─── Quoted passage

Carrington Carter has always known it’s a big challenge to grow a business, but he didn’t realize his race would play into it as much as he feels it has.
Carter, co-founder of the Columbus-based vacation rental company Getaway Society, has talked to more than 50 institutions about equity investments, loans and lines of credit, with little to no response or investment.
He and his partner, Calvin L. Butts, Jr., both Black, have raised $15 million to create a portfolio of rental houses, but they see other similar, and even younger, white-owned companies getting investments of at least $2 to $3 million at a time, both in central Ohio and nationwide. It’s money he hasn’t seen invested in his own company, which was founded in 2014.
And 90% of Getaway Society’s investors are Black.
“One of the biggest challenges for minority and women-owned-businesses is scaling,” Carter said, adding that it can be easier to get start-up funds than money to sustain an existing business.

──────
─── Source data

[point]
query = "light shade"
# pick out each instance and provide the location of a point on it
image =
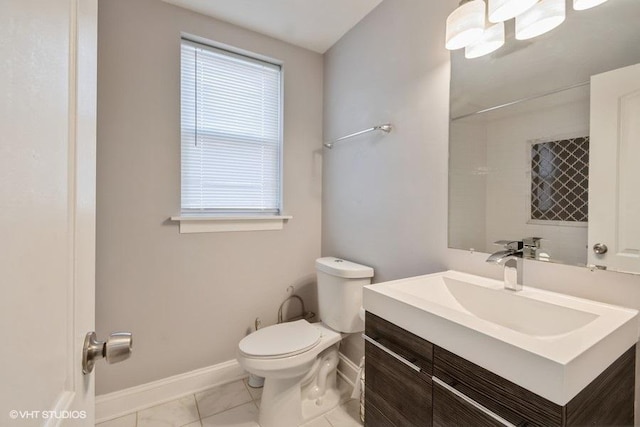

──────

What is being asked. In the passage about Getaway Society's funding, substitute "Getaway Group" for "Getaway Society" and give the text again from "Carter, co-founder of" up to and including "an existing business.".

Answer to this problem.
Carter, co-founder of the Columbus-based vacation rental company Getaway Group, has talked to more than 50 institutions about equity investments, loans and lines of credit, with little to no response or investment.
He and his partner, Calvin L. Butts, Jr., both Black, have raised $15 million to create a portfolio of rental houses, but they see other similar, and even younger, white-owned companies getting investments of at least $2 to $3 million at a time, both in central Ohio and nationwide. It’s money he hasn’t seen invested in his own company, which was founded in 2014.
And 90% of Getaway Group’s investors are Black.
“One of the biggest challenges for minority and women-owned-businesses is scaling,” Carter said, adding that it can be easier to get start-up funds than money to sustain an existing business.